■ YANG PERLU DIKERJAKAN:
**A.** Tulis ulang persis seluruh isi teks tentang pandemi corona, dari "REPUBLIKA.CO.ID, oleh Christianingsih*)" sampai ke "satu sikap terbaik.".
**B.** Jawab pertanyaan berikut berdasarkan teks tentang pandemi corona.
(i) Sudah berapa lama dunia disibukkan dengan virus corona?
(ii) Kebijakan apa yang diyakini menjadi cara efektif memutus mata rantai penyebaran virus ini?
(iii) Waktu untuk apa yang makin bertambah karena masyarakat tinggal lebih lama di rumah?
**C.** Tolong teruskan teks tentang pandemi corona, mulai setelah kalimat terakhirnya.

REPUBLIKA.CO.ID, oleh Christianingsih*)
Sudah sekitar empat bulan dunia disibukkan dengan virus corona. Kebijakan physical distancing diyakini menjadi cara efektif memutus mata rantai penyebaran virus ini. Karena itulah banyak negara yang membatasi pergerakan warga bahkan menerapkan lockdown.
Langkah ini membuat masyarakat tinggal lebih lama, bahkan sepanjang hari, di dalam rumah. Waktu untuk bertemu dengan pasangan dan anggota keluarga lain pun makin bertambah. Mau bagaimana lagi, di saat pandemi seperti ini tetap berada di rumah adalah salah satu sikap terbaik.

■ Data Sumber:
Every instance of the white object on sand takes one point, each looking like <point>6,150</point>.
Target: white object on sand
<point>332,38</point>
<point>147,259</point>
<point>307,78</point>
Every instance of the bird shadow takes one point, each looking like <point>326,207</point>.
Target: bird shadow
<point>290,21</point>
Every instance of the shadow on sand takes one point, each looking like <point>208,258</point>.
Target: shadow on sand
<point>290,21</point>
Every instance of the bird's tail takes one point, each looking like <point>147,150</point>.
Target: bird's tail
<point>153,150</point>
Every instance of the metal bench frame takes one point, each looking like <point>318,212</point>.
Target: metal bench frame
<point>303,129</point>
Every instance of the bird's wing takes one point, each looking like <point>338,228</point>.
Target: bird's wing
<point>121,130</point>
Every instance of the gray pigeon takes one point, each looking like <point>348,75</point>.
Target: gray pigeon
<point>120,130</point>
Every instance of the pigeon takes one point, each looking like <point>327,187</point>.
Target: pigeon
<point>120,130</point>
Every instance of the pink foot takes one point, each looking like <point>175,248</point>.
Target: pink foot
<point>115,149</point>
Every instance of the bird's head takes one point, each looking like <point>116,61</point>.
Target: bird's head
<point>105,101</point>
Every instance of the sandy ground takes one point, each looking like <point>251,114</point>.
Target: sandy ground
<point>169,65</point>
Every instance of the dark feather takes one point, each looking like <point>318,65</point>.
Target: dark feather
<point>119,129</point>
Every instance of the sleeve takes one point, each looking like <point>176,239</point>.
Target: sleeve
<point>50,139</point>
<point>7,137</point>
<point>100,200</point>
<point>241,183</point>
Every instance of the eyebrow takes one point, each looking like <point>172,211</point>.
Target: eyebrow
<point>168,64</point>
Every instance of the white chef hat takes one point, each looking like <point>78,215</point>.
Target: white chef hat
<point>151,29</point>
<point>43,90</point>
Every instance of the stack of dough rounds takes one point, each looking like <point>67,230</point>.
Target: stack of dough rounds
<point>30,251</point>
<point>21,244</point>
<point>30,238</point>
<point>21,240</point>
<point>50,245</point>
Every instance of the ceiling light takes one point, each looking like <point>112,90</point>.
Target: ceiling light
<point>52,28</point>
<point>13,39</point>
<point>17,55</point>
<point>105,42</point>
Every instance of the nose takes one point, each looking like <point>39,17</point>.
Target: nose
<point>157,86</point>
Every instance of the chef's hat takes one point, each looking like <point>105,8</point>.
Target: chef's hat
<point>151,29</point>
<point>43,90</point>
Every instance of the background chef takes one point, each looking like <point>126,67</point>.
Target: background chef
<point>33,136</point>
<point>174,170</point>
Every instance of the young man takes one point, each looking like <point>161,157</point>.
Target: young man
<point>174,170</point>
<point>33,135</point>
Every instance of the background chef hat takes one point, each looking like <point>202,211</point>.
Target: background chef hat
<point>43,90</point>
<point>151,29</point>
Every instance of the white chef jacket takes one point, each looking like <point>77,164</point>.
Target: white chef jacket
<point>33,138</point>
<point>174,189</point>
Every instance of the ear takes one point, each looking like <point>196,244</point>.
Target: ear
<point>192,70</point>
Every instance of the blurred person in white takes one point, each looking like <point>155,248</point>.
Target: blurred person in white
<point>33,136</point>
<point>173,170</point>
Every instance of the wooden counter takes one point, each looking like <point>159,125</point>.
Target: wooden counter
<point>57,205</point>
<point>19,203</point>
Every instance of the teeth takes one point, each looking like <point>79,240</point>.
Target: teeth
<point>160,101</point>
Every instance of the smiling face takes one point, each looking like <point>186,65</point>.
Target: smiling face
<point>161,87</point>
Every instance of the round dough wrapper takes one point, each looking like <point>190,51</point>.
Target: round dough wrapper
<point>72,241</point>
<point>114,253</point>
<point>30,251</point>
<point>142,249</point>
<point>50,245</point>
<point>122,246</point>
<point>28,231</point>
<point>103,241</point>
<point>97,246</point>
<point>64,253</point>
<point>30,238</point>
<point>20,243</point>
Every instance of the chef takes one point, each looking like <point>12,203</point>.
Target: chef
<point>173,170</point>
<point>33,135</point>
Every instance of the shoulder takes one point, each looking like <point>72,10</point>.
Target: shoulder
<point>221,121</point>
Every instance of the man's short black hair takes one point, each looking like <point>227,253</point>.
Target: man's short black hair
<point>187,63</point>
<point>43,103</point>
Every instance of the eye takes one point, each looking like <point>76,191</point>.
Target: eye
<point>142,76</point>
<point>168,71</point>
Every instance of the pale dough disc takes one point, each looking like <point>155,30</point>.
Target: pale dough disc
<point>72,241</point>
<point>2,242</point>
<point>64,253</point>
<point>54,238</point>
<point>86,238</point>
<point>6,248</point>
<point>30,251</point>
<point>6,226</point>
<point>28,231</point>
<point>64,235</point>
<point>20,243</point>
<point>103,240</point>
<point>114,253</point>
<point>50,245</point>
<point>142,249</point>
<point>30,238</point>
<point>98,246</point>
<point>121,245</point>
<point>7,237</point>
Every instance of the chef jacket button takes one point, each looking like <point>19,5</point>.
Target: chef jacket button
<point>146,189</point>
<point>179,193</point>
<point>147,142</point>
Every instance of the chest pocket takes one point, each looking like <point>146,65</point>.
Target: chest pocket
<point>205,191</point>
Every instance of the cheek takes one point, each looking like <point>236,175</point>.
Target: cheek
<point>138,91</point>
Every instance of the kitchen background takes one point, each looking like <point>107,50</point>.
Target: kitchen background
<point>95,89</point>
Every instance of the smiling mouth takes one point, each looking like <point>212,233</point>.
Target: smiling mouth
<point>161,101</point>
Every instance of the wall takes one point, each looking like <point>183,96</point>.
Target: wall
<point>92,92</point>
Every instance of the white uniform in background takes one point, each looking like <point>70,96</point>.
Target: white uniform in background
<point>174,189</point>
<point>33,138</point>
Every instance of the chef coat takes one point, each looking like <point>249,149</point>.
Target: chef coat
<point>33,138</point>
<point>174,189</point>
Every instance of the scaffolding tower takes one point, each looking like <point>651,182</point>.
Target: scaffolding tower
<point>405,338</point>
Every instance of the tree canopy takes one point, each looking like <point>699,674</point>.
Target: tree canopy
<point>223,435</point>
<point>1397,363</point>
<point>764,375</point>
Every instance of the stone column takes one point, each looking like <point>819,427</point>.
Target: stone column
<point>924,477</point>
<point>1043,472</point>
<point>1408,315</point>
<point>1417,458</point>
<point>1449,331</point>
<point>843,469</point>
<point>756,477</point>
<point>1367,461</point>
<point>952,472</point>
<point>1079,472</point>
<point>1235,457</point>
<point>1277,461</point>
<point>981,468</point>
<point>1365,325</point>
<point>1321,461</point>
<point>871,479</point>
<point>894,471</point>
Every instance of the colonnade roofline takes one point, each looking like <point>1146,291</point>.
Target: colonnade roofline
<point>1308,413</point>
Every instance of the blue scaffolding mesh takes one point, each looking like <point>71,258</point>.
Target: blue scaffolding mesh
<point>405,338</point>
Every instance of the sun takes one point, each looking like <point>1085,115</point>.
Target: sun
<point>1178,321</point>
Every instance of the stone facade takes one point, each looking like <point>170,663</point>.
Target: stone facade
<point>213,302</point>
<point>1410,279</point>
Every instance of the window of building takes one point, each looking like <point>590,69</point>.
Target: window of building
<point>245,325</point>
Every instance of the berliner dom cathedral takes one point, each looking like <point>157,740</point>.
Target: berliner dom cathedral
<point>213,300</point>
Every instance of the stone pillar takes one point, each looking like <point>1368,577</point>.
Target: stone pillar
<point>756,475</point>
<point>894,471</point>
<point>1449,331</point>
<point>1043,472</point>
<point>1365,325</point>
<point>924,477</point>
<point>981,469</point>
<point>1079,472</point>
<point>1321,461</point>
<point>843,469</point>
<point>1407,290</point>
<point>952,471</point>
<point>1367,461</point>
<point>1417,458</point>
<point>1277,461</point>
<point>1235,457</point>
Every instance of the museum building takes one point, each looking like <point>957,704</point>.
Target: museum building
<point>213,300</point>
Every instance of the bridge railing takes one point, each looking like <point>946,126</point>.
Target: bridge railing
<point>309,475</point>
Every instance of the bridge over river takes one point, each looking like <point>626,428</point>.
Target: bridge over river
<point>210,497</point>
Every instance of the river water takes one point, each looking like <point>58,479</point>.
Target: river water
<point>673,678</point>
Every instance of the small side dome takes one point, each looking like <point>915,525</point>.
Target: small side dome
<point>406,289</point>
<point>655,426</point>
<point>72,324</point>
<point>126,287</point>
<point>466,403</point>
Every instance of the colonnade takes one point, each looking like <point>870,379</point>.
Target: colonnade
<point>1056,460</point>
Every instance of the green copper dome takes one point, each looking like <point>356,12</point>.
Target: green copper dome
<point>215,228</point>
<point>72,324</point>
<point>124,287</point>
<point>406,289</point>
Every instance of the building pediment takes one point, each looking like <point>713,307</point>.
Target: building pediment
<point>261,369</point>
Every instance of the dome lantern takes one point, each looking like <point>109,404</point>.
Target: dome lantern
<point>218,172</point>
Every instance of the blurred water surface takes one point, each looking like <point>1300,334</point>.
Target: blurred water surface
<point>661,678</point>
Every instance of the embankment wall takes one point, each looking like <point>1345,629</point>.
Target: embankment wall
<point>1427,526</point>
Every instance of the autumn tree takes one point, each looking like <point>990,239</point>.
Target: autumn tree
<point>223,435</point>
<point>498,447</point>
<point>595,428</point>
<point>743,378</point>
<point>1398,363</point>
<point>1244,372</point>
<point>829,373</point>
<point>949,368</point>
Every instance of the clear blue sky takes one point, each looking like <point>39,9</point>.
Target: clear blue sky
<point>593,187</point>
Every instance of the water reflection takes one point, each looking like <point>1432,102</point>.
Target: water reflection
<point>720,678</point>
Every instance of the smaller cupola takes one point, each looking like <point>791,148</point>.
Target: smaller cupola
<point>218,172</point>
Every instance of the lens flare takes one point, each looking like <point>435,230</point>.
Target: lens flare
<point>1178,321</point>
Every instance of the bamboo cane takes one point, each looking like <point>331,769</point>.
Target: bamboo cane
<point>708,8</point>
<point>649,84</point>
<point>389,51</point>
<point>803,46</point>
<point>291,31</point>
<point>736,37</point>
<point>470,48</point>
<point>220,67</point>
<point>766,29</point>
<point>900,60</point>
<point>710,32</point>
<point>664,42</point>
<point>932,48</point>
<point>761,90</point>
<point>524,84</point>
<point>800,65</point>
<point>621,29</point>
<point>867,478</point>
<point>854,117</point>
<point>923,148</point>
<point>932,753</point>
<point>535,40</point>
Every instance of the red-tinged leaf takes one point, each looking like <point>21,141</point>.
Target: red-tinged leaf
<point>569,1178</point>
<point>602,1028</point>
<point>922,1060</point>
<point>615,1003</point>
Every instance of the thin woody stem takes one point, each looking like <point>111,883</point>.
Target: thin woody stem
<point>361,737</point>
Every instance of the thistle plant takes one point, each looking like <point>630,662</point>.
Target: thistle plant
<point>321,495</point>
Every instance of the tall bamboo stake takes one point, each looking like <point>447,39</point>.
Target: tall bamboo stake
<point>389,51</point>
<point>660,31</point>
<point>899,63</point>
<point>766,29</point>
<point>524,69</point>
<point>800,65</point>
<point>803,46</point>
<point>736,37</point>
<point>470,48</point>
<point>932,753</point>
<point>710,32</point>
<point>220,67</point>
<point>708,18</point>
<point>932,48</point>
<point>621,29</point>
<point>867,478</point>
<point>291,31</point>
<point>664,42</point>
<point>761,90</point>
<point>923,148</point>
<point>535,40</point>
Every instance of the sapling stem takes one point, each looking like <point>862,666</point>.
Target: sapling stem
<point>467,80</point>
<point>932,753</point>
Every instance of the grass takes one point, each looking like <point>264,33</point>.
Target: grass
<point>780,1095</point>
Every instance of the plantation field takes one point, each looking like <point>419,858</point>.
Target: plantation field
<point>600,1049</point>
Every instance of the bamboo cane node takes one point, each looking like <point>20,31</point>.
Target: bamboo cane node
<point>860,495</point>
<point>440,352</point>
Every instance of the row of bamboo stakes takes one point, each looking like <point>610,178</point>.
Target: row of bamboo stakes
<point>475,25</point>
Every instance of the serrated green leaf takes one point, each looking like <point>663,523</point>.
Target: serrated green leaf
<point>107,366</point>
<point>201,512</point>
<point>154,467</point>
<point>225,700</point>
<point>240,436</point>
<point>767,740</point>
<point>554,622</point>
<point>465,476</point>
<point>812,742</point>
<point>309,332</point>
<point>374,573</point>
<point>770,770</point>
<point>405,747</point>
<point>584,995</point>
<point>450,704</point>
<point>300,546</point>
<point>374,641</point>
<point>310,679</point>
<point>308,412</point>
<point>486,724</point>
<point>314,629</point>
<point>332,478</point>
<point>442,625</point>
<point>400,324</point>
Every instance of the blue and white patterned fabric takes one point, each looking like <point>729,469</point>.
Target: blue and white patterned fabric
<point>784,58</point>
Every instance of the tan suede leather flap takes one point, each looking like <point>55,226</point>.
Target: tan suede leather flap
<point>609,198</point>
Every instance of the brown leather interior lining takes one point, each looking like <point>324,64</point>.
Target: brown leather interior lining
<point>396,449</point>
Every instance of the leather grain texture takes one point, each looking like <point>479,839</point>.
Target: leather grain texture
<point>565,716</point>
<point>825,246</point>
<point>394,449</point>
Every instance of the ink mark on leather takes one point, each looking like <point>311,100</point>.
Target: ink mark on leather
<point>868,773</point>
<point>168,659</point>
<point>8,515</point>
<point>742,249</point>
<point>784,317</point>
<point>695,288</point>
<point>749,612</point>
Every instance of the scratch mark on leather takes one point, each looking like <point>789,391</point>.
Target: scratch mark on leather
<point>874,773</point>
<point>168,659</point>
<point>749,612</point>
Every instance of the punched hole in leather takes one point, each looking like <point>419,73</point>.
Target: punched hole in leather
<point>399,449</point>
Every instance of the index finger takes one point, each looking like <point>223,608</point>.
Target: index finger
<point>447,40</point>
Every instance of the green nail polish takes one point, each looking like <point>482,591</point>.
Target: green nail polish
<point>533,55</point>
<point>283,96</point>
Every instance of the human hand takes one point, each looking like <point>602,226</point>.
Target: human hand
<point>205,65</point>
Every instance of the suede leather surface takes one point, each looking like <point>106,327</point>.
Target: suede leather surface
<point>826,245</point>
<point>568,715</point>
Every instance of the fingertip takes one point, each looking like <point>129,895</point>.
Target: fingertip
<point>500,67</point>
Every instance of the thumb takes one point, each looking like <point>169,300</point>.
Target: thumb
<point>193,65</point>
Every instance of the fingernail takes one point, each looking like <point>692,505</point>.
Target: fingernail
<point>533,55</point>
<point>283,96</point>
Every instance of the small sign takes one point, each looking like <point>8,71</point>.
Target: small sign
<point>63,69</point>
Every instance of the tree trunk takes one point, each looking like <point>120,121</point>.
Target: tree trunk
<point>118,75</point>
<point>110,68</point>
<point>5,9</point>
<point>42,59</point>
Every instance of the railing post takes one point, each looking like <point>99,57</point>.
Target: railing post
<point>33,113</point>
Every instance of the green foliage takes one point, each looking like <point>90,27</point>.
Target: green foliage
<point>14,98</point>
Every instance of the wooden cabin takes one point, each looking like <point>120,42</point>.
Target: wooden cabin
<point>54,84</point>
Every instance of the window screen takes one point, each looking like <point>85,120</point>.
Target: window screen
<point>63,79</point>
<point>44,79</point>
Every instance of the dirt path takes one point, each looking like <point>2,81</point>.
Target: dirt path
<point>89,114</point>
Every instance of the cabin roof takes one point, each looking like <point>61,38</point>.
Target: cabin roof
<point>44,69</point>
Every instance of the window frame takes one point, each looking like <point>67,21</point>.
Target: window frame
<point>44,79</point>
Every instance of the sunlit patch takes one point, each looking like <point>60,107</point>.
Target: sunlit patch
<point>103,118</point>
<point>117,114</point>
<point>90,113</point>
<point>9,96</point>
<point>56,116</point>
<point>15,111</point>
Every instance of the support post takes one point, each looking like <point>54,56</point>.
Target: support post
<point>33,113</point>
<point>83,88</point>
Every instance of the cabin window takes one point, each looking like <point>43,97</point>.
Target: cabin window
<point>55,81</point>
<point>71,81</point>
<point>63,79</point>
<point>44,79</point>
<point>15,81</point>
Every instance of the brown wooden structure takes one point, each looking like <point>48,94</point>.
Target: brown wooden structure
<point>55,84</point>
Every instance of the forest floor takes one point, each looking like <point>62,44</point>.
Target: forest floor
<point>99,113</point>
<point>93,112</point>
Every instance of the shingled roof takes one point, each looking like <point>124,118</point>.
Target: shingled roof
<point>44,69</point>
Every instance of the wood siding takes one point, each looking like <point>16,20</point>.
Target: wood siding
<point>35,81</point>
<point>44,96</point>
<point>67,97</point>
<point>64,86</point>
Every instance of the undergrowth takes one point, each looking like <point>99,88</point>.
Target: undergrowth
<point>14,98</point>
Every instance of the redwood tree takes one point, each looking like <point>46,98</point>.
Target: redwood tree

■ JAWABAN KEGIATAN:
**A.**
REPUBLIKA.CO.ID, oleh Christianingsih*)
Sudah sekitar empat bulan dunia disibukkan dengan virus corona. Kebijakan physical distancing diyakini menjadi cara efektif memutus mata rantai penyebaran virus ini. Karena itulah banyak negara yang membatasi pergerakan warga bahkan menerapkan lockdown.
Langkah ini membuat masyarakat tinggal lebih lama, bahkan sepanjang hari, di dalam rumah. Waktu untuk bertemu dengan pasangan dan anggota keluarga lain pun makin bertambah. Mau bagaimana lagi, di saat pandemi seperti ini tetap berada di rumah adalah salah satu sikap terbaik.

**B.**
(i) Sekitar empat bulan.
(ii) Physical distancing.
(iii) Waktu untuk bertemu dengan pasangan dan anggota keluarga lain.

**C.**
Namun benarkah tinggal di rumah benar-benar memberikan rasa aman? Rasa aman karena kemungkinan terpapar virus corona jadi lebih kecil mungkin iya. Tapi ada risiko lain yang mengintai: KDRT.
Lewat Twitter, Sekjen PBB Antonio Guterres menyampaikan kekhawatiran atas naiknya KDRT (Kekerasan dalam Rumah Tangga) karena banyak wanita terperangkap di rumah bersama pasangan yang kasar. Banyak negara melaporkan peningkatan kasus KDRT. Kekerasan domestik di Prancis dilaporkan naik sepertiga dalam sepekan.
Tahun lalu, tidak dalam kondisi pandemi, studi Princenton University menyebut para perempuan menikah di Timur Tengah dan Afrika Utara sudah tak asing lagi dengan KDRT. Maka tak heran kini di Afrika Selatan terjadi hampir 90 ribu kekerasan terhadap perempuan dalam pekan pertama lockdown.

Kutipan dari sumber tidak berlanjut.